--- SHORT EXERCISE ---
Could you render the records below as a numbered list, leaving out blank lines? Begin at the line that has "If you could put a point on the bare", stop after the line that has "(763, 1133)", and include nothing else.

--- LISTING ---
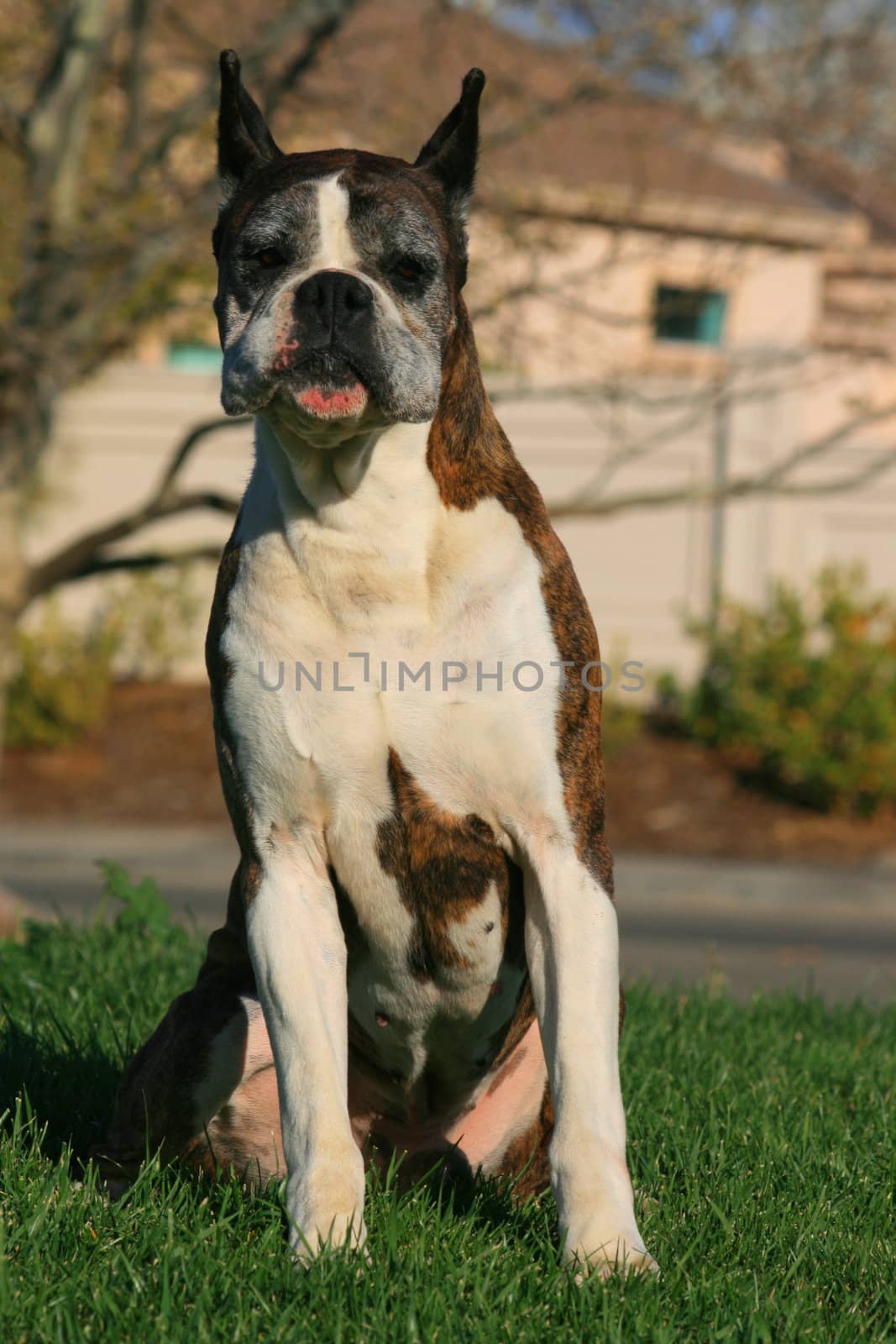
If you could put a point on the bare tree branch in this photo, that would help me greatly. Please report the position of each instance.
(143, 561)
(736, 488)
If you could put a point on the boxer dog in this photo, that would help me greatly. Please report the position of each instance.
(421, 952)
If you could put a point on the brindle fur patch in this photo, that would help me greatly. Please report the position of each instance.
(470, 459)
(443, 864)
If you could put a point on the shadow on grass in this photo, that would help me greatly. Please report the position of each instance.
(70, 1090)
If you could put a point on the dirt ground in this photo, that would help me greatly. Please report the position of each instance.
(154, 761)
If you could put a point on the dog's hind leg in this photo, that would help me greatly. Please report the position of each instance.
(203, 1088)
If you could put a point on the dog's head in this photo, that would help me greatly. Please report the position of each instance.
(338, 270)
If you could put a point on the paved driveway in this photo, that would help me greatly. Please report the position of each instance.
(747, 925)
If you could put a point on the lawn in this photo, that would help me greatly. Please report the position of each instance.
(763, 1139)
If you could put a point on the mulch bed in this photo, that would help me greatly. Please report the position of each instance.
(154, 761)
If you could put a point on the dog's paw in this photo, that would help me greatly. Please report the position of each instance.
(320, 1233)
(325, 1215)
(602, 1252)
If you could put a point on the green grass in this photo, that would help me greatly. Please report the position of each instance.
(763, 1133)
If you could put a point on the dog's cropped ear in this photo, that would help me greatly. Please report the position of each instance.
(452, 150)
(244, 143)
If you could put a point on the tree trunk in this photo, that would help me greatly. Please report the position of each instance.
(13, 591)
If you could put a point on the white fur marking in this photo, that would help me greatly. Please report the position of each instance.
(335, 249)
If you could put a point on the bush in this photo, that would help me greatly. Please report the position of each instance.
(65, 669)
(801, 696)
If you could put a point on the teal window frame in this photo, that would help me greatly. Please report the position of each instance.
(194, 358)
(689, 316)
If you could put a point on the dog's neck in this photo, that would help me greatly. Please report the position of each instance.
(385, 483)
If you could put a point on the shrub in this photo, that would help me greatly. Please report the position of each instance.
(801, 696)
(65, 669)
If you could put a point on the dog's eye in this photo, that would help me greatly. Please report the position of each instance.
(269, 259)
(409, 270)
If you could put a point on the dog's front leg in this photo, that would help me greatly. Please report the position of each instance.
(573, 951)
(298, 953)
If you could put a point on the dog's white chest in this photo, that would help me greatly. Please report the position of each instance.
---
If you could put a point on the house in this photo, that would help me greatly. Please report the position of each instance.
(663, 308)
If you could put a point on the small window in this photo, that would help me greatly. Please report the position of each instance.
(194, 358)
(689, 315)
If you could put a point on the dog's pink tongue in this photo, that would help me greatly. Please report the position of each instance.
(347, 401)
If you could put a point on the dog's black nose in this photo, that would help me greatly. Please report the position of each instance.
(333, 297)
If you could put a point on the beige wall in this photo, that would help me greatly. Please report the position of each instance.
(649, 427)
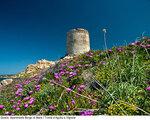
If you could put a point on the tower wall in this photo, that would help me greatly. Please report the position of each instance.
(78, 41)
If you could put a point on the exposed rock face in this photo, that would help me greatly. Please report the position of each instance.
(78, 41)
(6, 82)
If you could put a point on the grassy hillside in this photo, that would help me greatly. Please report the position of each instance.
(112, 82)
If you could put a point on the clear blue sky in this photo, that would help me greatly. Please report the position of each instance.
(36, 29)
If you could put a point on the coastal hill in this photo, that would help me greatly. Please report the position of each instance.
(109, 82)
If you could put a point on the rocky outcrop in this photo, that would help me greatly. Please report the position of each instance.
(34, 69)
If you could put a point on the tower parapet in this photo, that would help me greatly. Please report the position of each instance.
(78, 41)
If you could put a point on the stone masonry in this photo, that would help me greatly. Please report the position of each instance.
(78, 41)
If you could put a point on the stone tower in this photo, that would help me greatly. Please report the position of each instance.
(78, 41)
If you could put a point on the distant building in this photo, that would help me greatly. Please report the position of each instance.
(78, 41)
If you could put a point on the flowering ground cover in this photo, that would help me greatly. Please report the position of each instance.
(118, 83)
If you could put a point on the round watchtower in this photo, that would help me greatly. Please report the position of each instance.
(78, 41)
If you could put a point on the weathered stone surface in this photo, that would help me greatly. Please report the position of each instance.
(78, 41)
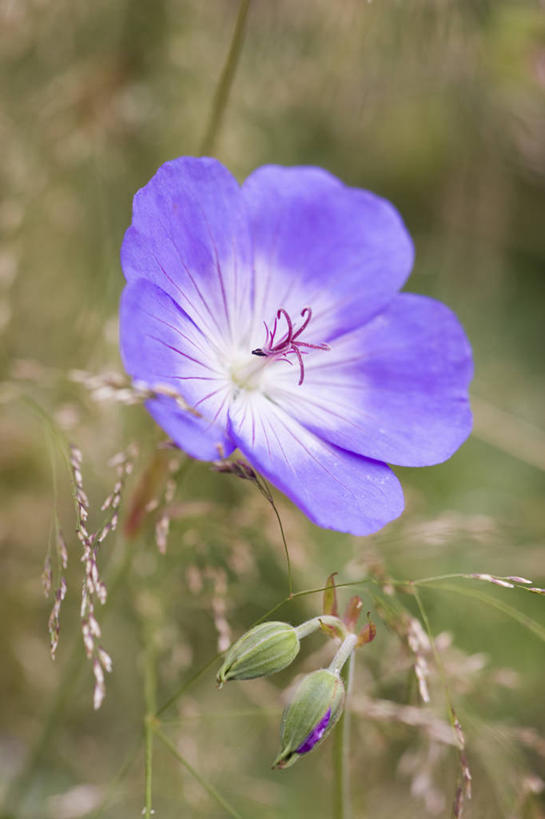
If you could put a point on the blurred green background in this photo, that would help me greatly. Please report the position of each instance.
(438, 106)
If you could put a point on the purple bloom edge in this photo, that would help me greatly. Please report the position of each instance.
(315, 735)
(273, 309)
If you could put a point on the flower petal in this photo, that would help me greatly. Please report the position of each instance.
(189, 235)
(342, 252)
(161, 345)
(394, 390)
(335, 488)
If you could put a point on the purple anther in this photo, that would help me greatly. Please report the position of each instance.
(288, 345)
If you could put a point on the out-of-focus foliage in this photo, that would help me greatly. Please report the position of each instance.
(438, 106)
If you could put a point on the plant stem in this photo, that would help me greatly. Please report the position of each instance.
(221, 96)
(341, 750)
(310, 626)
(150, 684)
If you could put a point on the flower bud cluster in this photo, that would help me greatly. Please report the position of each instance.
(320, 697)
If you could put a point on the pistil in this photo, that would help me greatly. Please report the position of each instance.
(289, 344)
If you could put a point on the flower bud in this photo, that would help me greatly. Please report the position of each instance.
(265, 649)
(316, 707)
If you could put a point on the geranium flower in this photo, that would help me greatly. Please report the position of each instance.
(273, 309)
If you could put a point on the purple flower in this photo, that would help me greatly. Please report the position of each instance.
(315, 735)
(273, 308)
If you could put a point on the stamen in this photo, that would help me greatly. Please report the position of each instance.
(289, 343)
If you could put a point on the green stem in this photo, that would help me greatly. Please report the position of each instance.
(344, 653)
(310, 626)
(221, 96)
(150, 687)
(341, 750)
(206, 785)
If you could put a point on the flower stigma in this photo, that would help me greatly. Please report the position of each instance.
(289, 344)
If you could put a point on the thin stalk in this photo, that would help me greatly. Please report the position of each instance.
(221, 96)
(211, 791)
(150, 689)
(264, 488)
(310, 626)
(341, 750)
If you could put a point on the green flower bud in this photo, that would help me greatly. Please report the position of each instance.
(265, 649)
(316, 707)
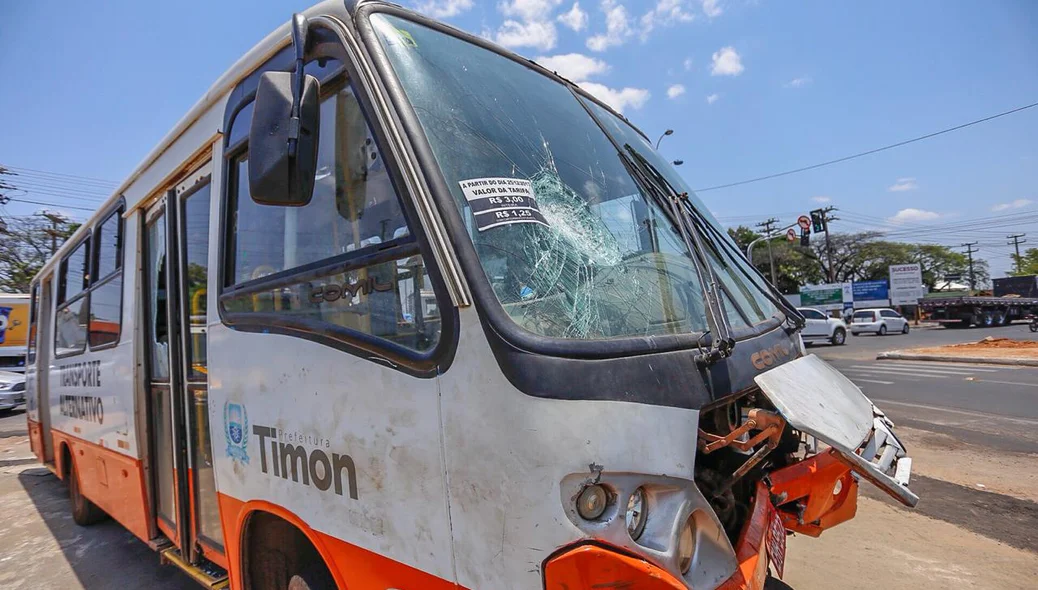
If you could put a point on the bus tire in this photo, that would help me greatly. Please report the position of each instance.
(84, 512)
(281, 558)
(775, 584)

--- ANSWER TO THE TASK ---
1. If you could put a point on the bare tree branch in this photo, that would help me greatly. Please report the position of each instance.
2. (143, 561)
3. (736, 488)
4. If you could put a point on the boxer dog in this photo, that would help me greatly. Please report the position of each instance.
5. (421, 952)
6. If you could put a point on the brindle fur patch in this photo, that would help me greatly. Please report the position of each instance.
7. (470, 459)
8. (443, 864)
9. If you could put a point on the shadow on grass in this photo, that would help me greatly. Please report the position of each instance.
10. (70, 1090)
11. If you could put a point on the dirt ground in this photo, that would help me greatly. Please report the position of each instance.
12. (154, 761)
13. If you could put a point on the dog's hind leg in this photo, that would help me greatly. Please report the position of each instance.
14. (203, 1088)
15. If you could put a point on the dog's head in this photo, that would help me greatly. Please report the position of each instance.
16. (338, 270)
17. If you could put a point on the paved driveway in this photo, that would help me greatly. Please report the position of each instance.
18. (747, 925)
19. If you could put a point on the lawn in this photo, that would help me greatly. Please report the position of each instance.
20. (763, 1139)
21. If you could put a point on the mulch bed in this photo, that would help me greatly. Please report the position of each instance.
22. (154, 761)
23. If you could put a point on the dog's paw in this photo, that would help me greatly. Please report the position of each instance.
24. (320, 1233)
25. (325, 1215)
26. (602, 1252)
27. If you could put a point on the green grass in this photo, that would help me greatly. Please report the position of each instance.
28. (763, 1133)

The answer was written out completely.